(Information shown begins)

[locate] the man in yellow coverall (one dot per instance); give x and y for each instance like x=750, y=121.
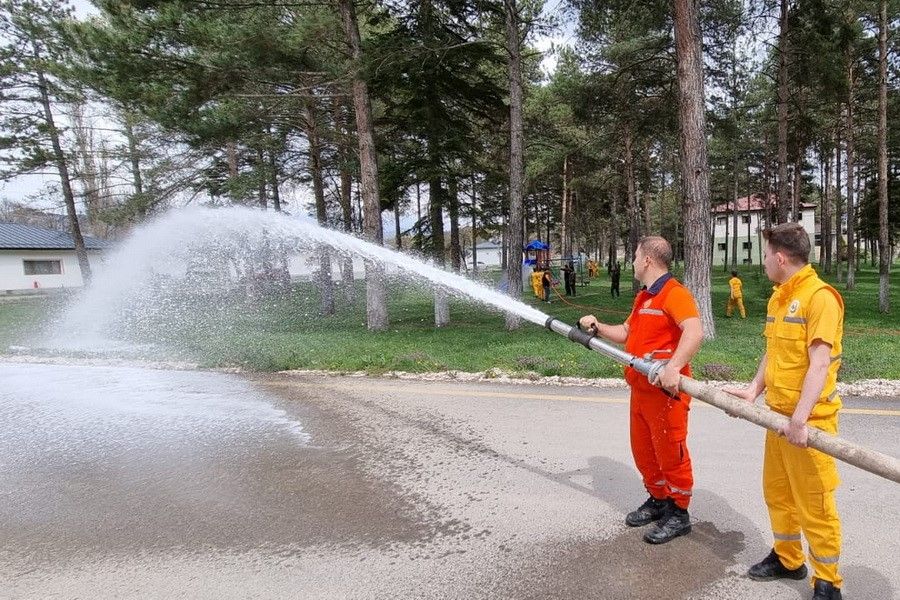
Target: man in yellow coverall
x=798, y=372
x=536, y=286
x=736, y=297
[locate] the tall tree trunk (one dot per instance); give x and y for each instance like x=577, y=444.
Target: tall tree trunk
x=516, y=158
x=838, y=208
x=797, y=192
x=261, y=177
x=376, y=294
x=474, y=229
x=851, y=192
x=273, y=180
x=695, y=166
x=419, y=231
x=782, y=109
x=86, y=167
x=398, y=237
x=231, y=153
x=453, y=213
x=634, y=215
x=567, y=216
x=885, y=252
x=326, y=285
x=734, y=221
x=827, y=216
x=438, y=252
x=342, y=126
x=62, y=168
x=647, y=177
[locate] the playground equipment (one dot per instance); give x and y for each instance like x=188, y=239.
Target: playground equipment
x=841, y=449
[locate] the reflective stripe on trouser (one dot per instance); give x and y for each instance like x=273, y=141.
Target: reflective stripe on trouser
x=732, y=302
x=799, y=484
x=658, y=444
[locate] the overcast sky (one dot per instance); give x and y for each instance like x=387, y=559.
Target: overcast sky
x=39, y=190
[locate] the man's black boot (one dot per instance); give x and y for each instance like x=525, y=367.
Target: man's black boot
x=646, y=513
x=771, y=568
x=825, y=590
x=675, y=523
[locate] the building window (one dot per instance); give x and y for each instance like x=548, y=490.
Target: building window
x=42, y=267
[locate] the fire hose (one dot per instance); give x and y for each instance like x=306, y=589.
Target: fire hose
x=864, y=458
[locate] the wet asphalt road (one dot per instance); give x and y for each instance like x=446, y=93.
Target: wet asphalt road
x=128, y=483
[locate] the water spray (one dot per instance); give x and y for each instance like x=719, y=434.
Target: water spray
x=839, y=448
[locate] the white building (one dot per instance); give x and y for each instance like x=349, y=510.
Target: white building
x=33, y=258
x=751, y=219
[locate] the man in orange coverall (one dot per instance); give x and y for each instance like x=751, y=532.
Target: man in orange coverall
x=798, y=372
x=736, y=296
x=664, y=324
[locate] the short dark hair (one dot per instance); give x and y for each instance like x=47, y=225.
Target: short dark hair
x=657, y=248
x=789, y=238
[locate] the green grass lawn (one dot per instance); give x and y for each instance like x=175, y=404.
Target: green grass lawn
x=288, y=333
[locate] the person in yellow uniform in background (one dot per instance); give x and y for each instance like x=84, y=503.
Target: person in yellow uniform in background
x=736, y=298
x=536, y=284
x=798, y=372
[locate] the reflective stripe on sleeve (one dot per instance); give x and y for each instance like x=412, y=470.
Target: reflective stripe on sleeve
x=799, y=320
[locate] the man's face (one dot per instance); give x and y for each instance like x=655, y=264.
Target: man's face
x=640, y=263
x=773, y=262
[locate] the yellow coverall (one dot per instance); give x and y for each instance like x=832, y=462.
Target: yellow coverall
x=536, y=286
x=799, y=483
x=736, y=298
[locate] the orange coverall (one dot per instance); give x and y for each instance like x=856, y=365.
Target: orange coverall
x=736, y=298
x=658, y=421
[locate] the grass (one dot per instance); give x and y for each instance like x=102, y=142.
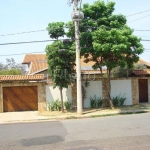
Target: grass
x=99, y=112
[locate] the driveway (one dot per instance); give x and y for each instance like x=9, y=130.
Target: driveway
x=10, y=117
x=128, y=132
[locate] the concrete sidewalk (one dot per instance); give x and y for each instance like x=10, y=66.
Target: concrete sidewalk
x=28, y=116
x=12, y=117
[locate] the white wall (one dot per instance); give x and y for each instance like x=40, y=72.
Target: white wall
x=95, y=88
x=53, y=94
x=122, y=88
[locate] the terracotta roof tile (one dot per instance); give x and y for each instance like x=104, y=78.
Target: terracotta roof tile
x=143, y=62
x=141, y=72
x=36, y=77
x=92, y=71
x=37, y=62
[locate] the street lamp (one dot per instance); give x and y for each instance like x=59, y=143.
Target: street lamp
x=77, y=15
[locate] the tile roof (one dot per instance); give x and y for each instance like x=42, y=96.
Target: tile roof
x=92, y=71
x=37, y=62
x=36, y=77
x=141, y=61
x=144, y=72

(Information shown ends)
(Information shown begins)

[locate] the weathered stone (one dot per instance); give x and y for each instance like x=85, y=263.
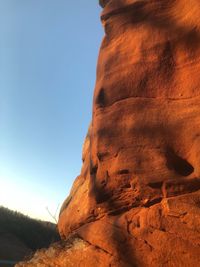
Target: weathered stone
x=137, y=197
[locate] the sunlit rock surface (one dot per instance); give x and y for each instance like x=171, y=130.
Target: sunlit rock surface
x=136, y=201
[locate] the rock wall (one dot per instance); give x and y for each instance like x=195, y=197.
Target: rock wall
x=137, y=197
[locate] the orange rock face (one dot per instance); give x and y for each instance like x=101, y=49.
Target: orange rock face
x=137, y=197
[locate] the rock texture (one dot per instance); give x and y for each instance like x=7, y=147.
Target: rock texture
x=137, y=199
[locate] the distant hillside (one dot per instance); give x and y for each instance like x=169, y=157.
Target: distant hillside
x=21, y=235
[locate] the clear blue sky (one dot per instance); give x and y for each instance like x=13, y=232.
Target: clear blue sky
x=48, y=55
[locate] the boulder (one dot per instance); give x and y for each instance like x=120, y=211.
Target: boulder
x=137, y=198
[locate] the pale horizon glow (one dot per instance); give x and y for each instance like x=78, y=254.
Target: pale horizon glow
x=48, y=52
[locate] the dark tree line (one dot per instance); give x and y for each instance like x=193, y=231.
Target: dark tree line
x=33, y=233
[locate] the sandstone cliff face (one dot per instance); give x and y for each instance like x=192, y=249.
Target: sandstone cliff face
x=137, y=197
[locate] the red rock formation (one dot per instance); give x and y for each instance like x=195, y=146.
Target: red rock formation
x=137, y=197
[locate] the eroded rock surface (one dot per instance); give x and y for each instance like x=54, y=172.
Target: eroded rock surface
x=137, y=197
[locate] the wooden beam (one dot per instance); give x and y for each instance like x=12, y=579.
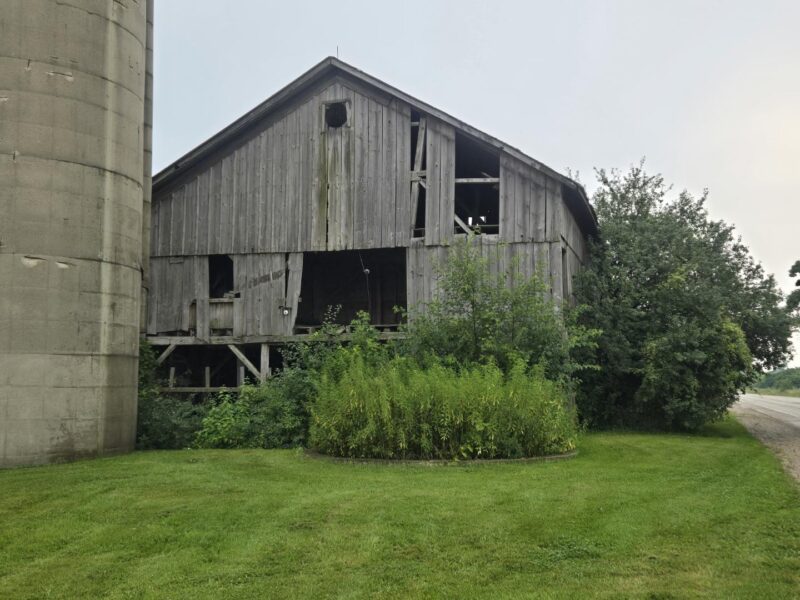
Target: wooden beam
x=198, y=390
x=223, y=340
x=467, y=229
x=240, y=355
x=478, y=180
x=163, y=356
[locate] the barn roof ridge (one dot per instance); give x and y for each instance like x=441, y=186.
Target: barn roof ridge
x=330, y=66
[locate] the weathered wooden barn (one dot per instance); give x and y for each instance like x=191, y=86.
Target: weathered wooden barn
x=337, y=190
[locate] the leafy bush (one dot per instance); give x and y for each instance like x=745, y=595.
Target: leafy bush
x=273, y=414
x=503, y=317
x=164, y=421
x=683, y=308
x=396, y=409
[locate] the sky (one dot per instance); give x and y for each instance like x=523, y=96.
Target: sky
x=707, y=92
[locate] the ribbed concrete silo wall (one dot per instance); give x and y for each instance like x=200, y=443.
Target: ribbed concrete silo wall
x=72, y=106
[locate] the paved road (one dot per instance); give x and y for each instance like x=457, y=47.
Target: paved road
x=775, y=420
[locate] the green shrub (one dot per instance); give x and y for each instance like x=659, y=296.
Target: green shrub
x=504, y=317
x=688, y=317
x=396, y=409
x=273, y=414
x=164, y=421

(Information shown ends)

▶ _Your task_: Taking the entries above, print exactly the lines starting at the line with "Target: clear blue sky" and ending at the line with "[locate] the dark", both included.

▶ _Solved exercise_:
Target: clear blue sky
x=48, y=55
[locate] the boulder (one dot per instance); give x and y for each instance like x=120, y=211.
Target: boulder
x=137, y=198
[locate] the pale horizon glow (one dot per instance); give x and y for each instance like x=78, y=254.
Target: pale horizon glow
x=48, y=52
[locate] the dark tree line (one dot per instance); give x and y for each instance like x=193, y=231.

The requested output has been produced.